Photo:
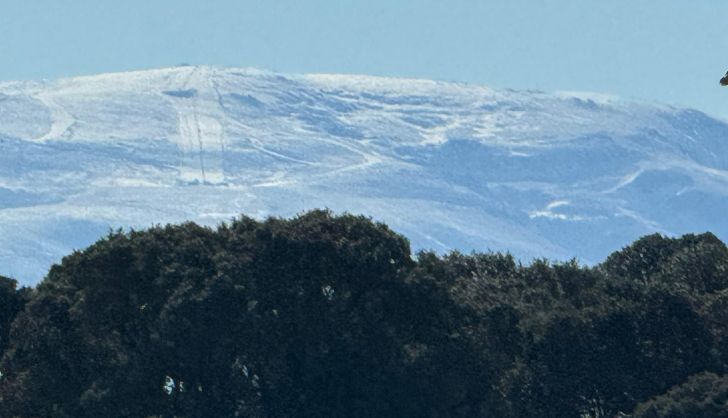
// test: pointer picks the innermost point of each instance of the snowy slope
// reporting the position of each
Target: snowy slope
---------------
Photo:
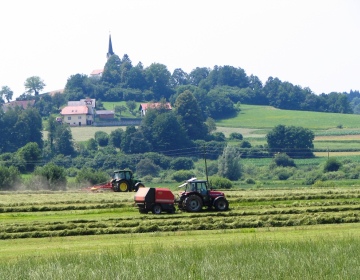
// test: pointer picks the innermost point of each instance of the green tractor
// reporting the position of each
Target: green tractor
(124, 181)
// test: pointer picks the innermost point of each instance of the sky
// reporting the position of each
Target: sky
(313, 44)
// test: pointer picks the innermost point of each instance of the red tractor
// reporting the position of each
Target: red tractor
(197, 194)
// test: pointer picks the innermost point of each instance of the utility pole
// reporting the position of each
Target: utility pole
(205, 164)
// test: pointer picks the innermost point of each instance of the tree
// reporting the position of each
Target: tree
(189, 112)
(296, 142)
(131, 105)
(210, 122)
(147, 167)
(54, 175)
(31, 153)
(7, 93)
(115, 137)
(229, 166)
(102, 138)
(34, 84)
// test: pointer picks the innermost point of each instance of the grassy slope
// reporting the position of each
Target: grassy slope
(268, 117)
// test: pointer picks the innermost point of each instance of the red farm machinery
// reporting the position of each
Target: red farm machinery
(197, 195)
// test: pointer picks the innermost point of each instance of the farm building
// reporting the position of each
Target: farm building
---------------
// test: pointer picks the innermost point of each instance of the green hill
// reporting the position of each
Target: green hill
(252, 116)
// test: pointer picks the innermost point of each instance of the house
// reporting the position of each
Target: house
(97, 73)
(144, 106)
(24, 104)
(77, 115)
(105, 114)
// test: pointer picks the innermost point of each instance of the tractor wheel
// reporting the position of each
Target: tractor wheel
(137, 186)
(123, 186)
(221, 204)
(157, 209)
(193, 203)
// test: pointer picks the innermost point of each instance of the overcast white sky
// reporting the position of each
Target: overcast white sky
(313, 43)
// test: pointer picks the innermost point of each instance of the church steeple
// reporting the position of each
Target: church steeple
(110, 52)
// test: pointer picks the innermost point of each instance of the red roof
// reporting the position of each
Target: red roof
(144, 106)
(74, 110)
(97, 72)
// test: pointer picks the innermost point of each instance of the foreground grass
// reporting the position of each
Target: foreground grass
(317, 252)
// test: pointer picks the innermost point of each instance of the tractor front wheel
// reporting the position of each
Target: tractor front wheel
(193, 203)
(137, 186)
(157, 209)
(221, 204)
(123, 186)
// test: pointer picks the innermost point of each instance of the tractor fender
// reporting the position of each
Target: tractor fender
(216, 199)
---------------
Could you format the records above, from the line with "of the tree" to the line with "Target: farm building" (both lines included), as a JSON list of strings with one string per line and blank lines left out?

▶ [Exercise result]
[
  "// test: pointer picks the innermost point of each instance of the tree",
  "// reporting the position of each",
  "Target: tree",
  "(189, 112)",
  "(296, 142)",
  "(131, 105)",
  "(210, 122)",
  "(147, 167)",
  "(54, 175)",
  "(31, 153)",
  "(7, 93)",
  "(115, 137)",
  "(229, 166)",
  "(102, 138)",
  "(34, 84)",
  "// test: pointer picks the innermost point of each instance of the grassy slope",
  "// reporting the position of each",
  "Target: grassy slope",
  "(268, 117)",
  "// test: pointer picks the innermost point of each instance of the red farm machinery",
  "// reporting the position of each",
  "Target: red farm machinery",
  "(197, 195)",
  "// test: pointer picks the innermost point of each instance of the farm building",
  "// reporting the position of each",
  "Target: farm building"
]